#### [EXCERPT TO READ]
_ _ _ _ _

The University of Arizona Insect Collection – which features 2 million irreplaceable specimens – is undergoing a massive renovation to expand the available space, better protect the collection and add a computerized database.
"This collection is highly valuable at numerous levels," says Gene Hall, the collection manager.
"It has always been a big draw for researchers because southeastern Arizona is one of the best places in America you can visit for insect biodiversity," Hall said. "The specimens are valuable for research and irreplaceable, just like any museum collection, and we're trying to make our holdings more accessible."
And, this month, some of those specimens will be on display.
The UA is hosting the Arizona Insect Festival Sept. 15 at the Student Union Memorial Center. Sponsored by the Department of Entomology, the festival is a big draw for children as well as adults. From 11 a.m. to 4 p.m., thousands of people are expected to check out the more than 20 booths filled with both knowledge and insects.
As for the collection, the much-needed renovation project is made possible through funds from two National Science Foundation grants awarded to department of entomology assistant professor Wendy Moore, as well as the UA's College of Agriculture and Life Sciences.
In addition, a new endowment from the Schlinger Foundation has established a Visiting Systematist Program that will support annual visits from entomology specialists in select insect groups to help upgrade the collection.
The collection – essentially a chronicle of biodiversity in the region over time – acquired additional space in the Forbes Building, purchased new cabinets, standard-sized drawers and specimen unit trays to provide better protection and allow for future expansion. A concurrent second phase of the renovation adds technological improvements: computerized workstations equipped with microscopes, and a database with integrated images to make the collection accessible online.
"As years progress we can add specimens to the collection. Before the renovation project, we were bursting at the seams and we couldn’t take on much more material from researchers," Hall says. "Many people think about museum collections as being these dark areas where nobody ever gets to see them."
But that is not the case at the UA, where the collection receives a continuous stream of students and both on-campus and visiting researchers, Hall said.
"You can look at the collection like a library in a sense. You can think of the different groups of insects as books, the different species as pages, and the different localities as words on the page," Hall says. "There is a great deal to be learned from what we have here, and the collection has been built up over the past 70 years to give us a very good idea of the biodiversity of the region."
Hall noted that each specimen was collected at a particular place and time, and that such information is carefully recorded on labels associated with each specimen.
"That's part of the reason that with collection is irreplaceable – you can't go back in time and recollect a specimen from 1945, for example," Hall says. "They're a unique record to use for research in all levels of evolutionary and ecological biology."

_ _ _ _ _

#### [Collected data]
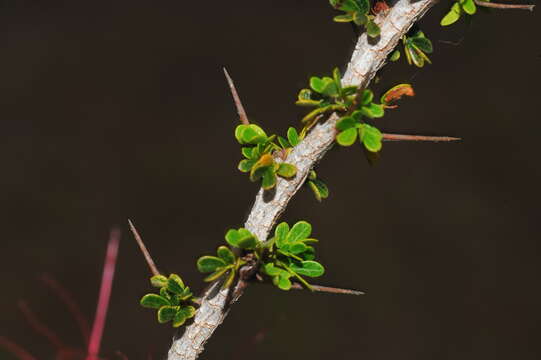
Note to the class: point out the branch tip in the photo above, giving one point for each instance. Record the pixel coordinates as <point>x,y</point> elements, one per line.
<point>402,137</point>
<point>238,104</point>
<point>144,250</point>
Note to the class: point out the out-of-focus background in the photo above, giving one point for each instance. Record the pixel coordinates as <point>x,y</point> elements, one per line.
<point>119,109</point>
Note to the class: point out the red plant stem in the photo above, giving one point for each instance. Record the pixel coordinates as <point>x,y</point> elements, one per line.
<point>15,349</point>
<point>401,137</point>
<point>70,303</point>
<point>104,296</point>
<point>144,250</point>
<point>40,327</point>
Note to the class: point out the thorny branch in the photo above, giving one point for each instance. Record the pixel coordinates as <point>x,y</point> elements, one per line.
<point>366,60</point>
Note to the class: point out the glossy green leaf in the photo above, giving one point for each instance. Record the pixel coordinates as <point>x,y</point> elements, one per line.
<point>452,16</point>
<point>371,137</point>
<point>468,6</point>
<point>372,29</point>
<point>264,163</point>
<point>293,136</point>
<point>158,281</point>
<point>319,188</point>
<point>309,268</point>
<point>283,142</point>
<point>346,122</point>
<point>373,110</point>
<point>246,165</point>
<point>347,137</point>
<point>175,284</point>
<point>226,254</point>
<point>395,55</point>
<point>280,233</point>
<point>286,170</point>
<point>367,97</point>
<point>269,179</point>
<point>179,319</point>
<point>154,301</point>
<point>217,274</point>
<point>206,264</point>
<point>343,18</point>
<point>167,313</point>
<point>300,231</point>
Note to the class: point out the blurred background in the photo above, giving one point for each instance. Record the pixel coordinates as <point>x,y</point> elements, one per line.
<point>119,109</point>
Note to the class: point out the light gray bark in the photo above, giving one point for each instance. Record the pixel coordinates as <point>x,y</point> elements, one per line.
<point>367,59</point>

_ _ _ _ _

#### [TASKS AND EXERCISES]
A. Answer these questions from the text on the insect collection:
(i) How many specimens does the collection hold?
(ii) During what hours does the Arizona Insect Festival run?
(iii) Over how many years has the collection been built up?
B. Rewrite the text on the insect collection from "The UA is hosting" up to and including "upgrade the collection.", replacing "endowment" with "gift".

#### [OUTPUTS IN ORDER]
A.
(i) 2 million
(ii) 11 a.m. to 4 p.m.
(iii) 70 years

B.
The UA is hosting the Arizona Insect Festival Sept. 15 at the Student Union Memorial Center. Sponsored by the Department of Entomology, the festival is a big draw for children as well as adults. From 11 a.m. to 4 p.m., thousands of people are expected to check out the more than 20 booths filled with both knowledge and insects.
As for the collection, the much-needed renovation project is made possible through funds from two National Science Foundation grants awarded to department of entomology assistant professor Wendy Moore, as well as the UA's College of Agriculture and Life Sciences.
In addition, a new gift from the Schlinger Foundation has established a Visiting Systematist Program that will support annual visits from entomology specialists in select insect groups to help upgrade the collection.